Bounding box annotation entries:
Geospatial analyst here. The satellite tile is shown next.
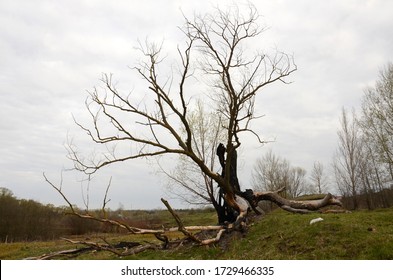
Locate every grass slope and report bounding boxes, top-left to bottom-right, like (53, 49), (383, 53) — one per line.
(0, 208), (393, 260)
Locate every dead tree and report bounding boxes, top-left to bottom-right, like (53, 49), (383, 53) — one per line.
(63, 5), (338, 231)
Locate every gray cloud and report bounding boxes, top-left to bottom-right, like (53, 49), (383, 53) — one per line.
(0, 0), (393, 208)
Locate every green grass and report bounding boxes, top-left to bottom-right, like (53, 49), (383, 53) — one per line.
(0, 208), (393, 260)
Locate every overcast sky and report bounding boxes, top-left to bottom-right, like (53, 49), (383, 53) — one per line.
(0, 0), (393, 209)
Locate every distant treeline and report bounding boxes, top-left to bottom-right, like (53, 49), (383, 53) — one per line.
(0, 188), (214, 243)
(0, 188), (170, 242)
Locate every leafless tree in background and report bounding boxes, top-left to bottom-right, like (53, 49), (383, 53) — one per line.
(360, 63), (393, 181)
(333, 108), (363, 209)
(252, 150), (306, 197)
(310, 161), (328, 194)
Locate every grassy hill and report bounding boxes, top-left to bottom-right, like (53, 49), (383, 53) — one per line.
(0, 208), (393, 260)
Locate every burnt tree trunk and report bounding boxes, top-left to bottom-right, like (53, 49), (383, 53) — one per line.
(216, 143), (240, 224)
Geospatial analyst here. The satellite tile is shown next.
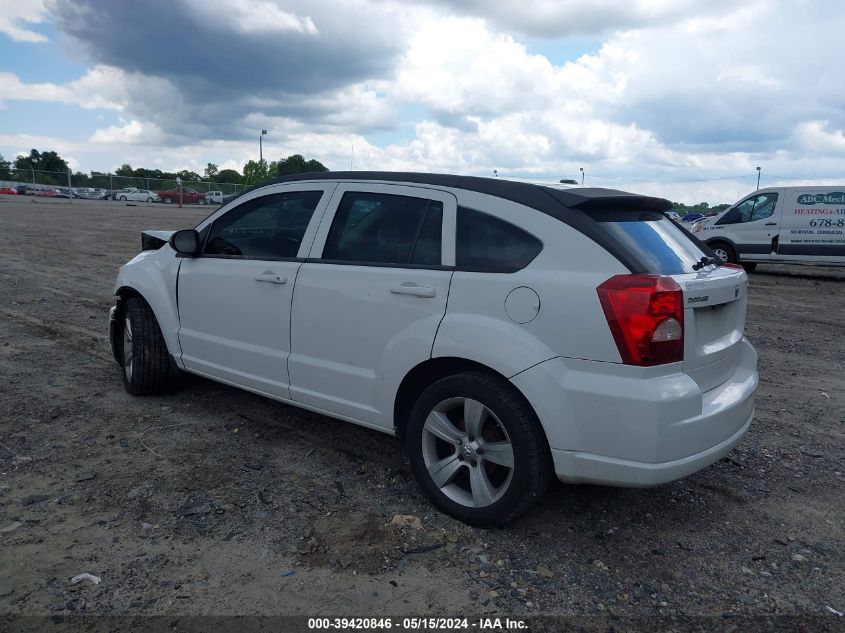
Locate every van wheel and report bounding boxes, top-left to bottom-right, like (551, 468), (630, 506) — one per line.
(708, 242), (736, 264)
(120, 297), (176, 396)
(405, 372), (552, 527)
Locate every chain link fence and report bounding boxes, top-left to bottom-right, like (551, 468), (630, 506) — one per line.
(0, 167), (247, 204)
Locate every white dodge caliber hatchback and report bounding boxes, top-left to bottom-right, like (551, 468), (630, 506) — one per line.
(110, 172), (757, 526)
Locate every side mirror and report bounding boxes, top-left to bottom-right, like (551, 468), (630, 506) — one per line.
(169, 229), (200, 257)
(716, 209), (739, 224)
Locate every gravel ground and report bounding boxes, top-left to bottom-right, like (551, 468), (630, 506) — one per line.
(0, 199), (845, 630)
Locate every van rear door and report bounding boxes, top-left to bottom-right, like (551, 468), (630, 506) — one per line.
(776, 187), (845, 264)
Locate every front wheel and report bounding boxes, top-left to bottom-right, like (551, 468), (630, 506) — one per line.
(120, 297), (176, 396)
(405, 372), (551, 527)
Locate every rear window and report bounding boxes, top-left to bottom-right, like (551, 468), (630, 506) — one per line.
(592, 211), (707, 275)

### EXERCISE PROMPT
Please count the lines above that contain the string "rear" and reply with that number alone.

### ANSWER TO THIS TASK
2